■ TASK DESCRIPTION ■
List each line in the data below that contains the word "person", copying every such line in full.

■ RECORDS SHOWN ■
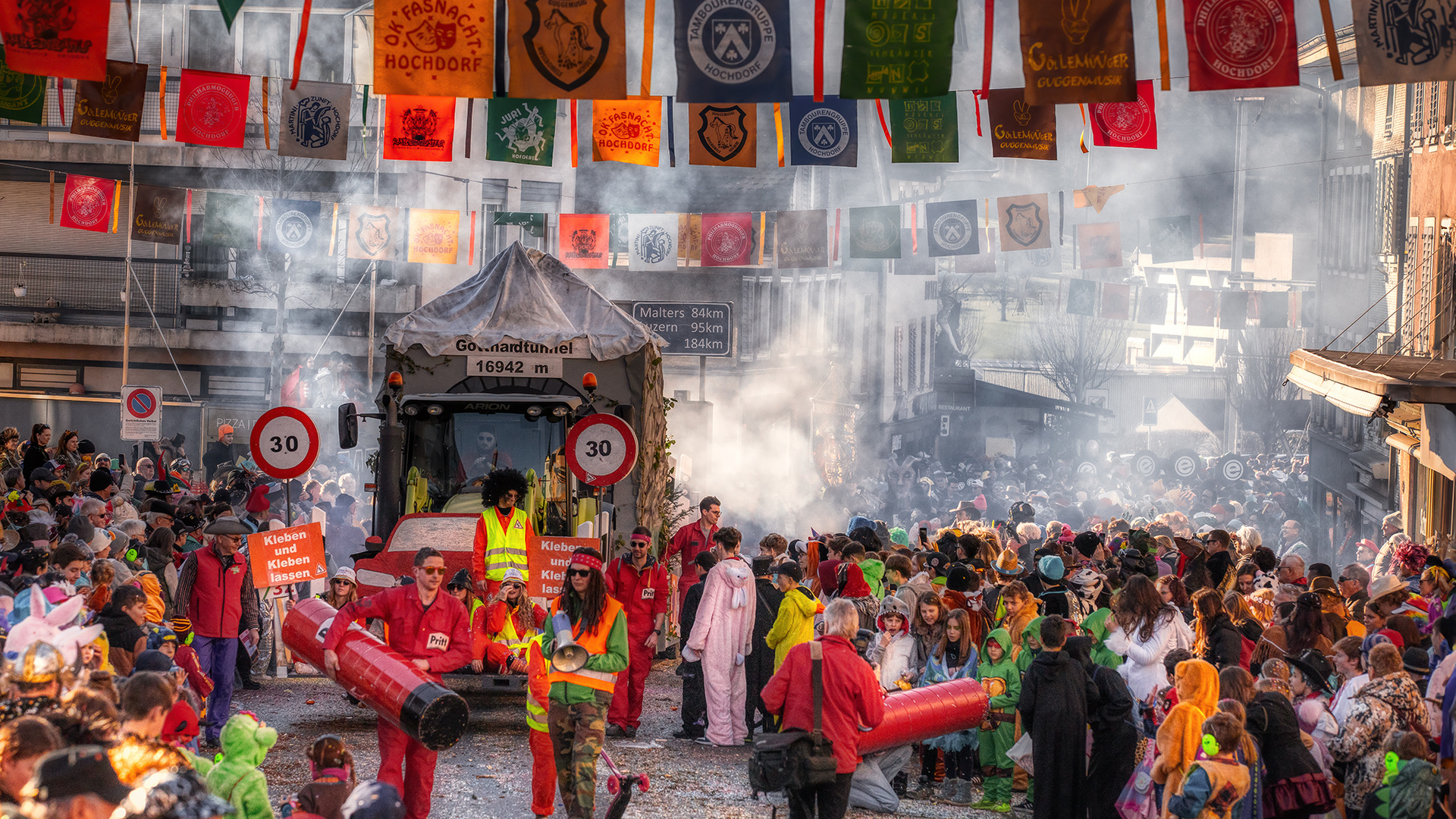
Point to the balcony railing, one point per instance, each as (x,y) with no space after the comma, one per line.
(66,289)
--
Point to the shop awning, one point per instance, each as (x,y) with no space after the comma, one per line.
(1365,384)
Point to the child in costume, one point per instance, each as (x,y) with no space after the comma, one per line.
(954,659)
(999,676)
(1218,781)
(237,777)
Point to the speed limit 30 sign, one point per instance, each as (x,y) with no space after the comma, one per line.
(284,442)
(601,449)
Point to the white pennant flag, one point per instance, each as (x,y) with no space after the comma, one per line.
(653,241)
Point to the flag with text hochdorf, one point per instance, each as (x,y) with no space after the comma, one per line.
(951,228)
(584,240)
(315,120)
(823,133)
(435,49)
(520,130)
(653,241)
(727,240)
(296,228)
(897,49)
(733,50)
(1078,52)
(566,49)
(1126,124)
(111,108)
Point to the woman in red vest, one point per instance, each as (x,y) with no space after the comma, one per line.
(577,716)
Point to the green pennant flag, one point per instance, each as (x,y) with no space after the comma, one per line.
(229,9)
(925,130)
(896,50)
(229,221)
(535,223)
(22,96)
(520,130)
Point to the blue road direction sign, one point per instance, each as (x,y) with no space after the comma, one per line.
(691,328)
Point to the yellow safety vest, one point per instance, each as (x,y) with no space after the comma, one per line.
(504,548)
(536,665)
---
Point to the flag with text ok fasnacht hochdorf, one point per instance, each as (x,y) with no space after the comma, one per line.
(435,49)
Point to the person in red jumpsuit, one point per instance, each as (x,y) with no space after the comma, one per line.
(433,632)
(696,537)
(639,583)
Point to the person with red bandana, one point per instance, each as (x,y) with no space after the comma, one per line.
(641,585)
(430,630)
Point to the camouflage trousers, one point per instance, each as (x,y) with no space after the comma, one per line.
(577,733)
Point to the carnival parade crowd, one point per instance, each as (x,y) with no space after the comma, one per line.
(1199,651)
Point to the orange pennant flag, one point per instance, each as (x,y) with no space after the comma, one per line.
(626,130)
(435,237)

■ SOLUTION TO THE PROBLEM ■
Point to the person in red jumpsuit, one point per instance, each as (x,y) with no space after the comma, one per line.
Point to the person with red bandana, one point per instance, each as (x,y) with no space after the comma, one per line.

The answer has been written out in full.